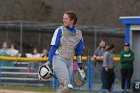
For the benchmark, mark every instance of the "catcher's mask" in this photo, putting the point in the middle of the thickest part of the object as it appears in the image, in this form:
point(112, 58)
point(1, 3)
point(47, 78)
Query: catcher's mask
point(45, 73)
point(79, 78)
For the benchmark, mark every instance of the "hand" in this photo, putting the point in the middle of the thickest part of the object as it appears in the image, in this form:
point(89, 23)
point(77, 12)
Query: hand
point(48, 63)
point(80, 65)
point(106, 69)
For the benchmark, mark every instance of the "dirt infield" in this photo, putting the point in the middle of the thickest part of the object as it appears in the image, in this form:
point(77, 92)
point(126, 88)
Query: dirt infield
point(18, 91)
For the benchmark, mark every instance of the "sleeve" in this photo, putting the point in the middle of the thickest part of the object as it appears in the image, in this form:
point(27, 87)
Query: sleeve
point(56, 37)
point(105, 59)
point(52, 52)
point(96, 52)
point(80, 47)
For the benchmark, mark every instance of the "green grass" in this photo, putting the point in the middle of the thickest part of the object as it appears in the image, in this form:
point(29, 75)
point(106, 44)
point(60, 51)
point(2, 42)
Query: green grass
point(35, 88)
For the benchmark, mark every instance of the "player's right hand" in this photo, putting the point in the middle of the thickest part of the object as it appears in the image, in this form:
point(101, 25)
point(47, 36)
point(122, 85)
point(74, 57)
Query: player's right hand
point(106, 69)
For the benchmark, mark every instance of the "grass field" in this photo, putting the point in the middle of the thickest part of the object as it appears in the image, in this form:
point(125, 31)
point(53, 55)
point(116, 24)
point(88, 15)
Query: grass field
point(34, 89)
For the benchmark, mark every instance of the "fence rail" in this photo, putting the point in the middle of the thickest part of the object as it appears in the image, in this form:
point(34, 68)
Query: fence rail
point(19, 75)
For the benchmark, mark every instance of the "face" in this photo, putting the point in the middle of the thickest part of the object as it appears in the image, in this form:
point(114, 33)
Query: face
point(126, 48)
point(67, 21)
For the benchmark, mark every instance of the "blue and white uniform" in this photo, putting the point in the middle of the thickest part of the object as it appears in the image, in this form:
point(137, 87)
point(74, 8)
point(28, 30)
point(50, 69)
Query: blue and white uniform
point(63, 67)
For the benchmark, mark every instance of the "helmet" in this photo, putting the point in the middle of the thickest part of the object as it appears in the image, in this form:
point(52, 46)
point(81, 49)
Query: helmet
point(44, 72)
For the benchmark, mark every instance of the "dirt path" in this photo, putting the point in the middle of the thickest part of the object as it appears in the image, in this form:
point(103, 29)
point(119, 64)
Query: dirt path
point(18, 91)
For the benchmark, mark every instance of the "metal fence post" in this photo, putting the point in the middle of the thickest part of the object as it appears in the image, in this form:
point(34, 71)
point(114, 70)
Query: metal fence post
point(0, 70)
point(90, 73)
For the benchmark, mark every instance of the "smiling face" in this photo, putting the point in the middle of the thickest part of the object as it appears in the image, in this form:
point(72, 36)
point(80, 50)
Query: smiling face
point(67, 21)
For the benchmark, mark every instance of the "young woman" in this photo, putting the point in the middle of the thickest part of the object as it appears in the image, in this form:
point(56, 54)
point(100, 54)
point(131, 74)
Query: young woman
point(66, 42)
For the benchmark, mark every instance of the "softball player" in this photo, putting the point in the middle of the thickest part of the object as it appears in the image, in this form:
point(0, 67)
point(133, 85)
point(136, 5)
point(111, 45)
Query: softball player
point(66, 42)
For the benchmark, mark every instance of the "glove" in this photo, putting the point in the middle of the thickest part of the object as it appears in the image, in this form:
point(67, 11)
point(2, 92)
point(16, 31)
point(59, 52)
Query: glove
point(80, 65)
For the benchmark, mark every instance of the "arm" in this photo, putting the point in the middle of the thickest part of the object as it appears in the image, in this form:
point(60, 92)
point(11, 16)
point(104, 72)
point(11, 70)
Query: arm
point(105, 61)
point(78, 52)
point(54, 44)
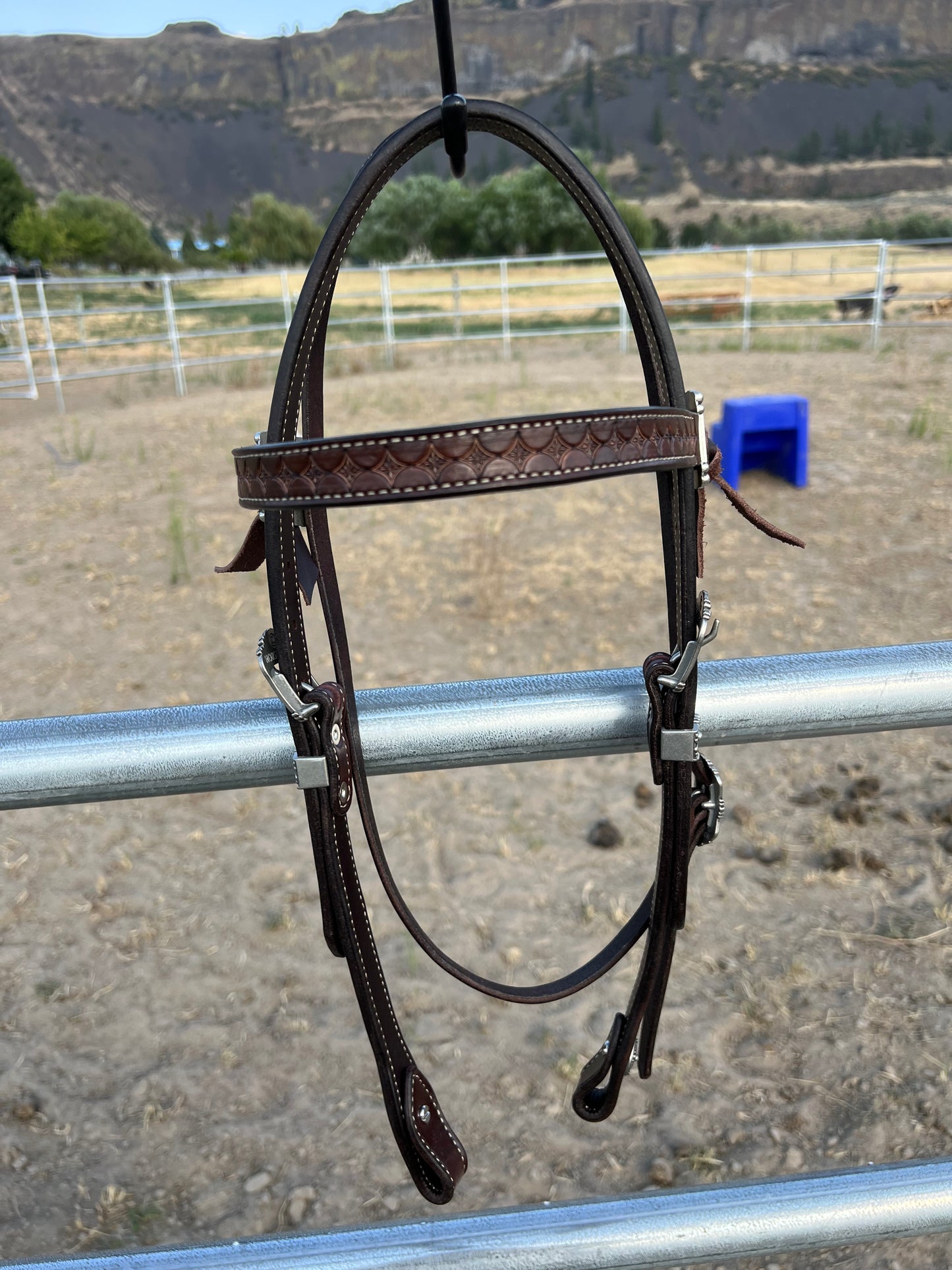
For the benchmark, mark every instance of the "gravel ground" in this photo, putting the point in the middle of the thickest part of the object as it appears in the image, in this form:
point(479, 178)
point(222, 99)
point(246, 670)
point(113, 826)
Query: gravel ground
point(181, 1058)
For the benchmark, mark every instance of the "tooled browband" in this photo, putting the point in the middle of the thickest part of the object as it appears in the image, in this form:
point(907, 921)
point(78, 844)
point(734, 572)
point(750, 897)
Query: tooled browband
point(466, 457)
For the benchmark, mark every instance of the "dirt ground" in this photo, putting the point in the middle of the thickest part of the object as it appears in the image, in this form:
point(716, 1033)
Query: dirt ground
point(181, 1058)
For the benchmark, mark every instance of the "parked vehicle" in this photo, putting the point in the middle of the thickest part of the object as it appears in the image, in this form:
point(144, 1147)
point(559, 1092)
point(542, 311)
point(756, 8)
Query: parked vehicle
point(12, 268)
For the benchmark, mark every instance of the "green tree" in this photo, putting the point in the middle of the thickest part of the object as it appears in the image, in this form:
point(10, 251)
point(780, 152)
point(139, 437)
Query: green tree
point(190, 256)
point(37, 237)
point(159, 238)
point(640, 225)
point(86, 229)
point(14, 197)
point(272, 231)
point(520, 212)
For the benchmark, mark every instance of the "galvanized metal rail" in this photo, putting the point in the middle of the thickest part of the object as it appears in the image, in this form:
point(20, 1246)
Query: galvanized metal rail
point(794, 1215)
point(244, 743)
point(235, 745)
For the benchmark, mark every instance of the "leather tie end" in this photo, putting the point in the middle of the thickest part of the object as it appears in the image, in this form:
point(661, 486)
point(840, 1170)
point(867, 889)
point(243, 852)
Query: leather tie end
point(250, 554)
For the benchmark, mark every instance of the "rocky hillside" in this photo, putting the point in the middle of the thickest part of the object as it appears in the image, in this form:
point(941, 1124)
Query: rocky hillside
point(716, 92)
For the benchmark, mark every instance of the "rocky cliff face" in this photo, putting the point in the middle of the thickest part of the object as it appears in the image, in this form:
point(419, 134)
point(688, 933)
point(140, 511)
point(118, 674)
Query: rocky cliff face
point(192, 120)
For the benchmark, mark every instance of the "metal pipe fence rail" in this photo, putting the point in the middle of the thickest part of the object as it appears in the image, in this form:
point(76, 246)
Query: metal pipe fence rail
point(238, 745)
point(235, 745)
point(710, 1223)
point(65, 330)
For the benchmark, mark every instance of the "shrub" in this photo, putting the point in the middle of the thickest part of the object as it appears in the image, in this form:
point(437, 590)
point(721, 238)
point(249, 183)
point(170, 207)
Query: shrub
point(14, 198)
point(86, 229)
point(272, 231)
point(522, 212)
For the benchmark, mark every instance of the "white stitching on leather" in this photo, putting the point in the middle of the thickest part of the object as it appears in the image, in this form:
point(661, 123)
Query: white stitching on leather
point(391, 438)
point(408, 1056)
point(453, 484)
point(457, 1145)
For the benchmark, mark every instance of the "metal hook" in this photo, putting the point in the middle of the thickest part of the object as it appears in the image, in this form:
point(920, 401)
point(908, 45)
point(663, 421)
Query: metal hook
point(453, 105)
point(687, 661)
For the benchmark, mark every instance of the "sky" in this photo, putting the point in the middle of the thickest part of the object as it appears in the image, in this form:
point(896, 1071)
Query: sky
point(146, 17)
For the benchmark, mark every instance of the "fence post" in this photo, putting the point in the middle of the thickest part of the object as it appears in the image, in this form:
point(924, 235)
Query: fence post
point(748, 294)
point(24, 343)
point(387, 314)
point(177, 367)
point(457, 310)
point(876, 320)
point(50, 346)
point(286, 296)
point(504, 309)
point(82, 320)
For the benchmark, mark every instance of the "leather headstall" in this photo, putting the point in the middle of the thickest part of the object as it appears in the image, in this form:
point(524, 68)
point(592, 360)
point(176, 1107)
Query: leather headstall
point(296, 474)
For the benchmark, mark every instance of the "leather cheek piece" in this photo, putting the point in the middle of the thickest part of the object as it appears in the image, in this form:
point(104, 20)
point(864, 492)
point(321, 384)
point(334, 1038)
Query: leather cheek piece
point(315, 473)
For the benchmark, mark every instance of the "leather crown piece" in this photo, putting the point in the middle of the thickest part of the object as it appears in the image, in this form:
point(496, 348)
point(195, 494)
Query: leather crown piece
point(293, 480)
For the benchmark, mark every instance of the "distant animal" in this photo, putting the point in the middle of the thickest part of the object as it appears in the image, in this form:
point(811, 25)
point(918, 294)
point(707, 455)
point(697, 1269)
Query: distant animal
point(862, 301)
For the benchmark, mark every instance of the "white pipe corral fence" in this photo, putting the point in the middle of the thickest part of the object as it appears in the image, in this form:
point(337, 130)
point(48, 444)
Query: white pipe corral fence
point(178, 326)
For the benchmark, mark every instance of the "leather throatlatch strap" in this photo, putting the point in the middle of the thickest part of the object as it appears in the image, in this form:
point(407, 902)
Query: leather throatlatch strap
point(291, 480)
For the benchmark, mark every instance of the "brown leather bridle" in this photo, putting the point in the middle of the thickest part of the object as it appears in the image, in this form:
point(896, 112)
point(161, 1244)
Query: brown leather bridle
point(291, 480)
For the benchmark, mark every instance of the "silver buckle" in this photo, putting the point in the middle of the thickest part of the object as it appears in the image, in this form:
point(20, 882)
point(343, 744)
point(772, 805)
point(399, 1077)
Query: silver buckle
point(279, 685)
point(714, 805)
point(696, 401)
point(687, 661)
point(681, 746)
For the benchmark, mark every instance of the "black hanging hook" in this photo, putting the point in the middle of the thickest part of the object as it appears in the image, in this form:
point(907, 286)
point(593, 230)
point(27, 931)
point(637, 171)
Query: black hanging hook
point(453, 107)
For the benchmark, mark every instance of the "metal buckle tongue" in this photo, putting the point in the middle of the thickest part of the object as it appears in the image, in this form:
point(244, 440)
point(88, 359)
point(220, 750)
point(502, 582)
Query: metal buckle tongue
point(714, 805)
point(696, 403)
point(687, 661)
point(279, 685)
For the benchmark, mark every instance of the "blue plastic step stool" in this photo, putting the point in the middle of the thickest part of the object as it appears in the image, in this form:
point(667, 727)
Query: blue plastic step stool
point(771, 432)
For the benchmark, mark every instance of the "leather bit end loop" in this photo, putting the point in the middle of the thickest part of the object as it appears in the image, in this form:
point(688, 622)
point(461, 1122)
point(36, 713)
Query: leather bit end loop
point(441, 1156)
point(592, 1100)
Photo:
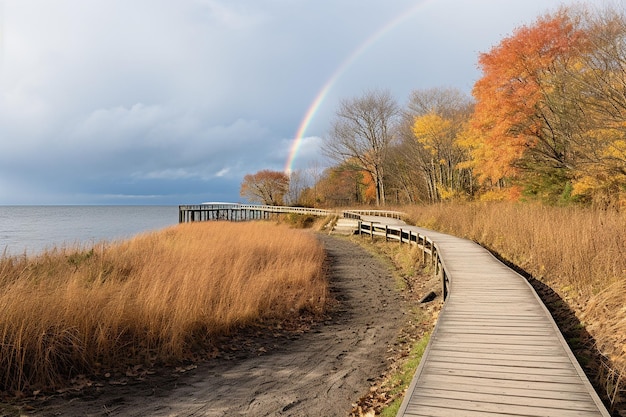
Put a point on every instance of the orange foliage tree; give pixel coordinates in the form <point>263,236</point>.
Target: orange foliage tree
<point>265,187</point>
<point>517,123</point>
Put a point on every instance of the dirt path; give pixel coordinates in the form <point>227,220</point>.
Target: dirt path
<point>319,373</point>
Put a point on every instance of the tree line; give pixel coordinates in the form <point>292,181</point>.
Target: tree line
<point>546,121</point>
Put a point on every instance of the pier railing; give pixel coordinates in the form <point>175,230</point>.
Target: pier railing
<point>239,212</point>
<point>430,252</point>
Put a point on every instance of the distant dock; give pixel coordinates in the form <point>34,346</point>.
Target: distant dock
<point>239,212</point>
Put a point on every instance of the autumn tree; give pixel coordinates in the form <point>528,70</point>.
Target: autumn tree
<point>341,185</point>
<point>265,187</point>
<point>362,133</point>
<point>550,107</point>
<point>519,122</point>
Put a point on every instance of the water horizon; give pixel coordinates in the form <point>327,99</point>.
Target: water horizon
<point>32,229</point>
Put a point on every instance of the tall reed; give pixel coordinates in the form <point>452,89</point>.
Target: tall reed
<point>151,298</point>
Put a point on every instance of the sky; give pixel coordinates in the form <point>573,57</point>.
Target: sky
<point>173,102</point>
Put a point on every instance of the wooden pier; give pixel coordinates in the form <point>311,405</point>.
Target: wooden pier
<point>495,350</point>
<point>239,212</point>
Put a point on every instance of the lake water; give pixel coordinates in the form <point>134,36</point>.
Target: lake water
<point>31,229</point>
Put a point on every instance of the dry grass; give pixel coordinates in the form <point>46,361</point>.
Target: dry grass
<point>150,299</point>
<point>580,253</point>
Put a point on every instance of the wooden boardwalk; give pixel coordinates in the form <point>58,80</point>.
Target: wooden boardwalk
<point>495,350</point>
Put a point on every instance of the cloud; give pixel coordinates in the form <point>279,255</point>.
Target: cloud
<point>159,100</point>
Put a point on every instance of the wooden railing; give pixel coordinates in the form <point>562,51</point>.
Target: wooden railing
<point>239,212</point>
<point>403,234</point>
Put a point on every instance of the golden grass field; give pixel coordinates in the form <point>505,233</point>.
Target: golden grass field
<point>149,299</point>
<point>580,253</point>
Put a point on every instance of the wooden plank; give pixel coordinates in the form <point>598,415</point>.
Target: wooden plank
<point>549,388</point>
<point>495,349</point>
<point>462,406</point>
<point>580,403</point>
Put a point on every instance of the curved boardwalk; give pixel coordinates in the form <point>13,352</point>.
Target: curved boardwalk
<point>495,350</point>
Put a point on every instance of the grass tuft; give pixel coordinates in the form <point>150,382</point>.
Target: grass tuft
<point>149,299</point>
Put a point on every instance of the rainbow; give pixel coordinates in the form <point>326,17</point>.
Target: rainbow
<point>321,95</point>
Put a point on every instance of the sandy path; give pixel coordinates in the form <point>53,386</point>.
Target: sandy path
<point>320,373</point>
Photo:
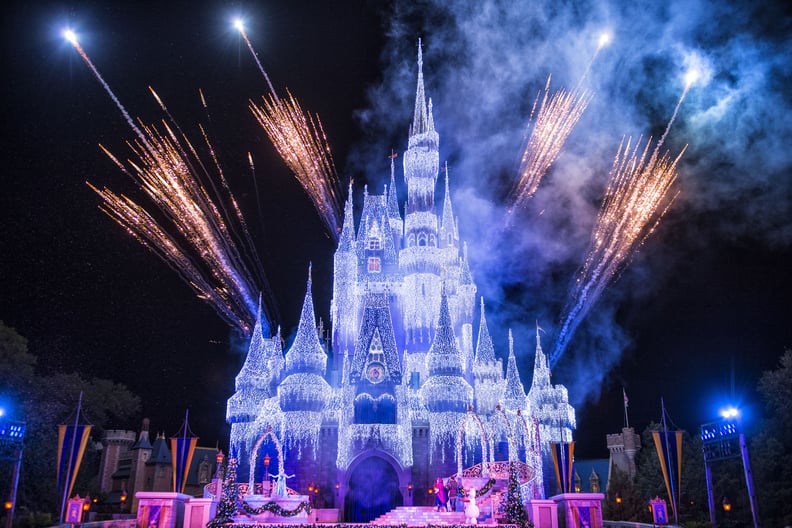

****************

## What you should do:
Gather every line of the records that contains the word "tooled". Letter case matters.

## Solution for this problem:
For the benchmark, mark every instance of the "tooled browband" in this photo, putting the point in the middle of the thickest part of the object as it appears in the image, in this form:
Query: tooled browband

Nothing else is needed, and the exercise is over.